In the commit page, turn the line that begins "openshift-merge-bot[bot]" into a list with one item per detail.

READING PASSAGE
=======
Merge pull request #195 from bentito/add-netedge-evals

openshift-merge-bot[bot] · web-flow · commit 1596731c86c9 · 2026-04-22T06:07:37.000Z
NO-JIRA: feat: add remaining netedge evaluations (follow-up to #138)
diff --git a/docs/openshift/NETEDGE-validation-how-to.md b/docs/openshift/NETEDGE-validation-how-to.md
@@ -7,20 +7,19 @@ This document outlines the procedure for validating the NetEdge (NIDS) toolset o
 - **Go**: v1.22+ (Ensure `GOROOT` is set correctly)
 - **OpenShift Cluster**: Running and accessible (OCP, CRC, or similar). **Note: Evaluations WILL FAIL on Kind.**
 - **oc** or **kubectl**: Installed and configured to talk to your cluster.
-- **gevals**: Built and in the root directory (see Setup below).
=======
EXTRACTED MATERIAL
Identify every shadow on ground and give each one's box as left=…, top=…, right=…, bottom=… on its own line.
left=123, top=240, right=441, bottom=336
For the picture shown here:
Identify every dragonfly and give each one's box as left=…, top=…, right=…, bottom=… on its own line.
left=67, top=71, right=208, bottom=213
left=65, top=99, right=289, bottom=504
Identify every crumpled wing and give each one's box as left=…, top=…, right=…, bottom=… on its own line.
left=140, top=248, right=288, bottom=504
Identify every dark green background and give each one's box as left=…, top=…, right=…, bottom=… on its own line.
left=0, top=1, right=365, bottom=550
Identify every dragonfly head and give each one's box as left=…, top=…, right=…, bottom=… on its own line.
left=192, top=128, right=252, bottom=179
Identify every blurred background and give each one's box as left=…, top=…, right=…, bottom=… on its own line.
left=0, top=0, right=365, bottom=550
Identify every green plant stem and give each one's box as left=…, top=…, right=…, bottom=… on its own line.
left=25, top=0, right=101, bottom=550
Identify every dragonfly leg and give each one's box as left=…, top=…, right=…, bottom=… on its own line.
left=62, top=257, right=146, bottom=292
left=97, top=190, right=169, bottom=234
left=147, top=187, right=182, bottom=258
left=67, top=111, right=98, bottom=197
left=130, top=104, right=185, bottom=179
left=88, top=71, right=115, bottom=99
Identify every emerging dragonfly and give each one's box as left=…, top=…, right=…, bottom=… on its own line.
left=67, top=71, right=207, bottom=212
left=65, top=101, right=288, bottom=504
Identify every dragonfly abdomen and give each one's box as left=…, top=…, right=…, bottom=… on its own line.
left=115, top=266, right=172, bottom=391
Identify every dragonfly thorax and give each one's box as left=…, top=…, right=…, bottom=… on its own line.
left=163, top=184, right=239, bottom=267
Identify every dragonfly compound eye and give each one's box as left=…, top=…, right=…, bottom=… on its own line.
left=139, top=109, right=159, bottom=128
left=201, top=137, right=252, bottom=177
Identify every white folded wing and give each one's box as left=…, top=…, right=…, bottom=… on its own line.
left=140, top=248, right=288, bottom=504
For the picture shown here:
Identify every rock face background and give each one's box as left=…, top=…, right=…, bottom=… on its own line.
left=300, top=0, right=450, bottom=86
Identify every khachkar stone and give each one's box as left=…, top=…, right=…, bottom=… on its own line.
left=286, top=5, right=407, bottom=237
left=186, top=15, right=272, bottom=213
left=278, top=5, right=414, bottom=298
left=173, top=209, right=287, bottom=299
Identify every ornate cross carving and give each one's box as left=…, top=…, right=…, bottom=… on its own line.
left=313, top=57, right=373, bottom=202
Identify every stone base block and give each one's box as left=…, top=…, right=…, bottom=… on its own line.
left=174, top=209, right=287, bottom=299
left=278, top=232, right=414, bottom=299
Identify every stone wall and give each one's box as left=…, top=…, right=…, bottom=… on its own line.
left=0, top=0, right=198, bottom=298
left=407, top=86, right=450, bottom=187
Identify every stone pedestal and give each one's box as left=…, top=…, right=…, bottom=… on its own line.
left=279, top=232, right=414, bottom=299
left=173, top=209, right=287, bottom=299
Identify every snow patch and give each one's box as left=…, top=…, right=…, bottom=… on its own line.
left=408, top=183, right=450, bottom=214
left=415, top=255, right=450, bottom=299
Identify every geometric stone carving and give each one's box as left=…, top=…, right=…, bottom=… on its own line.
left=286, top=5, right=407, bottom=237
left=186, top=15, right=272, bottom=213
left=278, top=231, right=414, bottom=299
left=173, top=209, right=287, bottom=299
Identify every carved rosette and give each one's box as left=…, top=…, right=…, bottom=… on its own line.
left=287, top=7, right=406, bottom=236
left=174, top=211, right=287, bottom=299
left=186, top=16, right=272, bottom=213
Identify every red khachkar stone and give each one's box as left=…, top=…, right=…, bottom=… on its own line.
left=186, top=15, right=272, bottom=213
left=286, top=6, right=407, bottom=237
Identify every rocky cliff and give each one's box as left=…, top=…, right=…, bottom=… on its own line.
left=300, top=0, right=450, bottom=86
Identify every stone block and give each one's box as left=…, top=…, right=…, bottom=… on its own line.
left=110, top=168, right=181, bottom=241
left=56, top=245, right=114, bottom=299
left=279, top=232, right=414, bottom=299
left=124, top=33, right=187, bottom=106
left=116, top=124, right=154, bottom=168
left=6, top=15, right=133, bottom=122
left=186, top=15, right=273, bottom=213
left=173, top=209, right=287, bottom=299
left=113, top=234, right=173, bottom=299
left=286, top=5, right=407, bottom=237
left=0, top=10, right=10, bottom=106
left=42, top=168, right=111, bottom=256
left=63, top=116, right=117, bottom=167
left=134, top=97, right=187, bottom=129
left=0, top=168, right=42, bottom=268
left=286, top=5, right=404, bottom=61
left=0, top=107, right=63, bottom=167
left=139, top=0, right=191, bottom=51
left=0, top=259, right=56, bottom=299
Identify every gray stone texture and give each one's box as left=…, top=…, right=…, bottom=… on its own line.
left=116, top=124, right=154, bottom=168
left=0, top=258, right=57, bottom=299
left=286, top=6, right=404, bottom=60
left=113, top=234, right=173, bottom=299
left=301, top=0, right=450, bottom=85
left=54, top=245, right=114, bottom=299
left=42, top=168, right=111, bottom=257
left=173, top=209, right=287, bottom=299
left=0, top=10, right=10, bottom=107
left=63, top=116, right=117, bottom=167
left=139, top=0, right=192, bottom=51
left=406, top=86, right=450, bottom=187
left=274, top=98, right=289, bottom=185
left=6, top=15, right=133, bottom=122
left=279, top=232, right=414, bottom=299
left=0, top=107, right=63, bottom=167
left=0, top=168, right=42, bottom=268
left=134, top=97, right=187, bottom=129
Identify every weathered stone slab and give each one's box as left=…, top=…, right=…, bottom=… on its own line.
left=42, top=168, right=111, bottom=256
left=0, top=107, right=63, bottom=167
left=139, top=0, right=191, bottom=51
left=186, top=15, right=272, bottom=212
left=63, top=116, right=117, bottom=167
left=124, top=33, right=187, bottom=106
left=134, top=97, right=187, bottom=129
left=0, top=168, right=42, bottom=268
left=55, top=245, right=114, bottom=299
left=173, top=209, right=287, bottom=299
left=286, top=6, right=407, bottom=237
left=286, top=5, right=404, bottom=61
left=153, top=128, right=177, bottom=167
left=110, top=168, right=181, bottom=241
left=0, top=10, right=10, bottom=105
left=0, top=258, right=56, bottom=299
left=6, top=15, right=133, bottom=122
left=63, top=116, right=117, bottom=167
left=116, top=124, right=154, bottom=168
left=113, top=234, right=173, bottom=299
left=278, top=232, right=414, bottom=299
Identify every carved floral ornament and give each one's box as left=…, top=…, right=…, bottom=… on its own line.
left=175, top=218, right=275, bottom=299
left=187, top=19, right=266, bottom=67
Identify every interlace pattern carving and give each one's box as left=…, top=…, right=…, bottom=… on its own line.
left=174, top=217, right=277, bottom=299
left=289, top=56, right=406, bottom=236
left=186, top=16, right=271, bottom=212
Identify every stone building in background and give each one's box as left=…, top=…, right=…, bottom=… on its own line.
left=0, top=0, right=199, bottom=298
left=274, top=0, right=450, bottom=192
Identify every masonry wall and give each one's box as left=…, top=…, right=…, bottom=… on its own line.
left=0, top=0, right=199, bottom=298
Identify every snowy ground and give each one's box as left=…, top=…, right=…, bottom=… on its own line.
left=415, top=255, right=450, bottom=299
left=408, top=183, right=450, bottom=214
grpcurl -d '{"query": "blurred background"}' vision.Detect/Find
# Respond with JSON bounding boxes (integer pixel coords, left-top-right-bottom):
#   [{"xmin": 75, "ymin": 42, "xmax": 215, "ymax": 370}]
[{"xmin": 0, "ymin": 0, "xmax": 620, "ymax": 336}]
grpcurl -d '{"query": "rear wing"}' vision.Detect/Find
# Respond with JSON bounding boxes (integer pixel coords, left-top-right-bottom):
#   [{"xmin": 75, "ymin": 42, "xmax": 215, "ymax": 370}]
=======
WRITTEN RESPONSE
- openshift-merge-bot[bot]
- web-flow
- commit 1596731c86c9
- 2026-04-22T06:07:37.000Z